*Task prompt*:
Convert the items below into a numbered list with one item per entry, dropping any blank lines and leaving the picture out of the output.

*Input for this task*:
====
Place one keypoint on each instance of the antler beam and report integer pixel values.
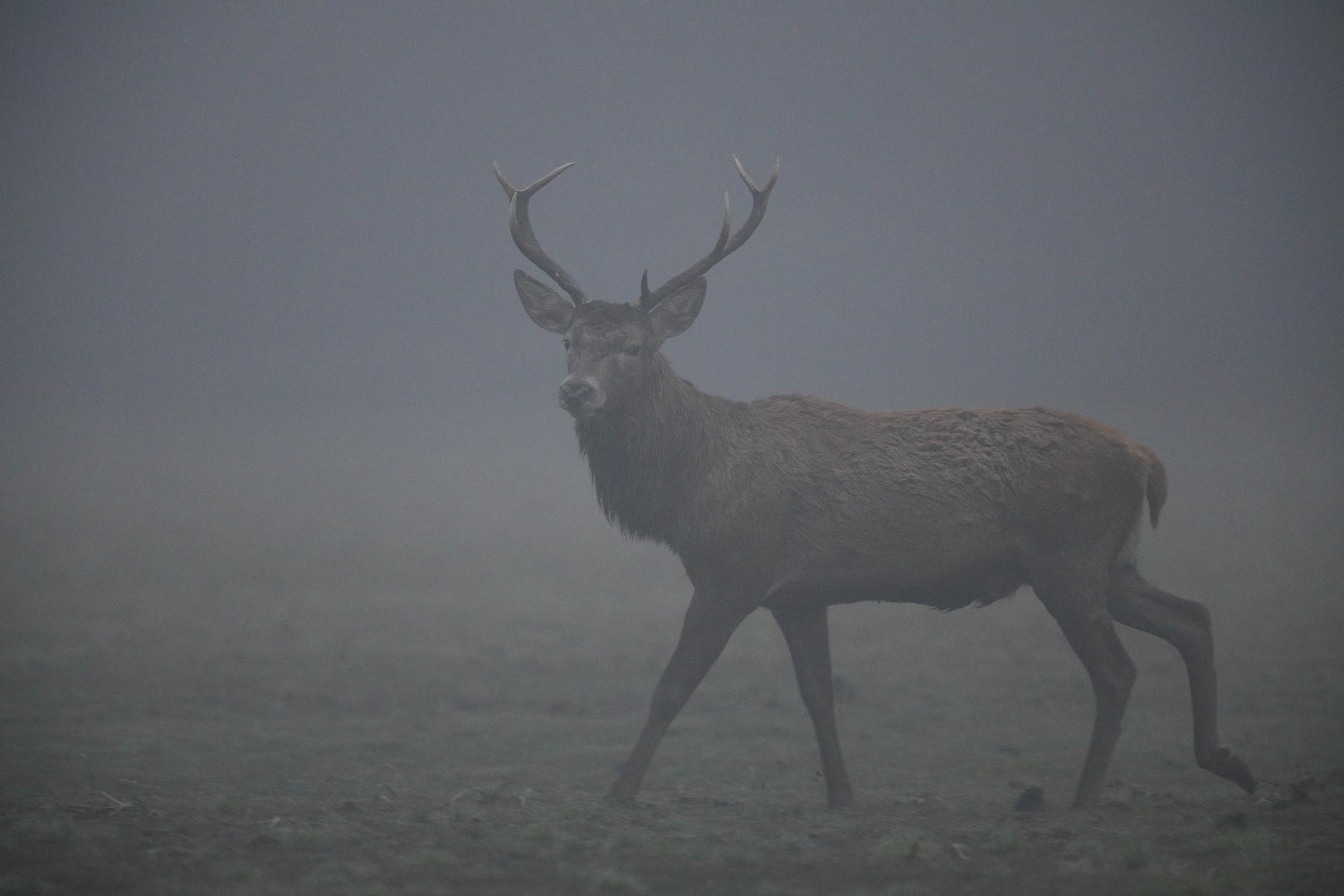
(520, 226)
(722, 247)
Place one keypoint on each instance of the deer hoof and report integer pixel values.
(1224, 763)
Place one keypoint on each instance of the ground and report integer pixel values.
(325, 739)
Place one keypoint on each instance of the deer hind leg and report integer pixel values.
(1186, 626)
(810, 645)
(704, 631)
(1081, 611)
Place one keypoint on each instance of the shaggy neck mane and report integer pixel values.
(645, 457)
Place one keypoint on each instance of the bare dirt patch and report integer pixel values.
(321, 739)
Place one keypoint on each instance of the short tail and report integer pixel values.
(1157, 488)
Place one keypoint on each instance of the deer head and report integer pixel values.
(611, 347)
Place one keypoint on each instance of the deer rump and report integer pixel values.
(796, 504)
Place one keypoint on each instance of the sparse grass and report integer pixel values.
(379, 779)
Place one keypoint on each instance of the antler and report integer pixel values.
(526, 240)
(723, 247)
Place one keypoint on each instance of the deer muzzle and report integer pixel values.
====
*Solution for this exercise*:
1. Place one keypoint on each instance of the antler beam and report integer pixel values.
2. (520, 226)
3. (722, 247)
4. Place one keypoint on each instance of the deer hoof and report integer pixel values.
5. (1224, 763)
6. Place one keypoint on each instance of the ground and report integer pixel values.
7. (325, 739)
8. Place one keypoint on each instance of the deer hind leg and report integer pixel values.
9. (1186, 626)
10. (810, 645)
11. (704, 631)
12. (1081, 611)
13. Place one keypoint on each instance of the shaggy neck mane and report integer pixel values.
14. (645, 457)
15. Place one keypoint on each instance of the bare dirt patch and report integer pixel values.
16. (321, 739)
17. Place one keypoint on each instance of the short tail and report integer pixel values.
18. (1157, 488)
19. Place one keypoint on each instance of the deer head and report integer pixel values.
20. (611, 347)
21. Place one keypoint on each instance of the deer rump and report integer pixel values.
22. (796, 504)
23. Place one keypoint on each instance of the sparse grass and report integer pixel values.
24. (379, 779)
25. Place one keypoint on each instance of the antler and report integer pixel values.
26. (526, 240)
27. (723, 247)
28. Place one keypoint on each instance of the deer muzzle and report integer pixel values.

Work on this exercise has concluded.